- Текст -
##########

Наша мысль настолько высоко ценит все виды целостности от монолитных характеров до порядка и фигур логики, настолько привыкла связывать различенное и тут же отправлять связанное в подкорковую область неосознанного навыка, что процесс связи и отвода продукта в недоступную дляразличенного восприятия область происходит практически мгновенно. Никто не смог бы, например, вспомнить четвертое слово предыдущего предложения или третье настоящего: здесь все уже связано, и формальная корка различений, через которую прошла связь, выброшена за ненадобностью как выжатый лимон. Но может быть наиболее глубокая тайна научного творчества, как и творчества вообще в том и состоит, что для науки это не просто корка – лестница к смыслу, которую, по Витгенштейну, мы обязательно и незамедлительно отбрасываем, а нечто большее и обладающее инерционным или абсолютным довеском, что позволяет из одних и тех же элементов, по-разному их комбинируя, строить великое разнообразие лестниц к не менее великому разнообразию смыслов.
По существу – это то самое движение, которое прекрасно знакомо каждому из нас по феномену речи, и оно было бы много понятнее, если бы хоть один из нас всерьез удивился и задумался над тем, почему все языки членораздельны, почему так просто двигаться в языке в одном направлении и трудно, почти невозможно, в обратном. Если речь зафиксирована графически либо другим способом, мы можем без труда вернуться к любому различению, восстановить его в чистом виде. Но нужно именно остановиться и вернуться, нужен сбой, разрушение автоматизма, а умение и желание читать или говорить задом наперед нельзя отнести к легким и распространенным навыкам. Поэтому членораздельность как свойство речи и всех развитых семиотических систем – величайшая, может быть, из тайн творческого мышления – закрыта от обыденного сознания шорами автоматизмов, а горькие жалобы на этот счет, на слепоту людей, которые говорят и действуют «как во сне», слышны еще со времен античности. Гераклит, например, писал: «Слово существует вечно, но не
сознают его люди ни до того, как услышат, ни услышав впервые. И хотя все совершается в согласии со словом, люди оказываются беспомощными, когда берутся рассуждать о словах и делах, которые я объясняю, различая каждое по природе и указывая, что оно содержит. Другим же не надо, и они, бодрствуя, болтают, как если бы говорили во сне» (Секст, Против математиков, VII, 132); «...не следует говорить и действовать как во сне» (Марк Антонин, IV, 46).

##########

- Задание 1 -
Оформите все записи в виде нумерованного списка, пропустив пустые строки.
Записи к тексту никакого отношения не имеют.

##########

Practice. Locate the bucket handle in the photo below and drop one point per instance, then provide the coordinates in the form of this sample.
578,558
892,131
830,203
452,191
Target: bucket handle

##########

- Задание 2 -
Допишите следующий абзац текста о членораздельности речи.

- Ответ к заданию 1 -
1. Practice. Locate the bucket handle in the photo below and drop one point per instance, then provide the coordinates in the form of this sample.
2. 578,558
3. 892,131
4. 830,203
5. 452,191
6. Target: bucket handle

- Ответ к заданию 2 -
Не нужно думать, что самой науке это понятное и разрушительное движение дается легко и просто. Галилей, например, так и не признал в кометах небесные тела, поскольку по его представлениям о небесных порядках движение небесных светил могло совершаться только по кругу. По той же причине, но уже с более теологическим оттенком, искатель музыки небесных сфер Кеплер долго не мог заставить себя поверить в собственные законы: эллипс казался ему гораздо менее совершенной фигурой, чем круг, и признание того, что планеты движутся по эллипсам, значило для него умаление силы и совершенства всевышнего. То же
произошло и с расщеплением урана. Начиная с опыта Ферми в 1934г., уран многократно расщепляли, но только в декабре 1938 г. Ган и Штрассман
146
решились, и то с оговорками, поверить в происходящее. И ничего особенно удивительного в этом нет. Представить, что уран способен расколоться, было несложно, но вот поверить, что он раскалывается на барий, лантан и церий было для физика тех времен так же трудно, как нам сегодня уверить себя, что от хорошего удара стол способен расколоться на пару стульев и табурет.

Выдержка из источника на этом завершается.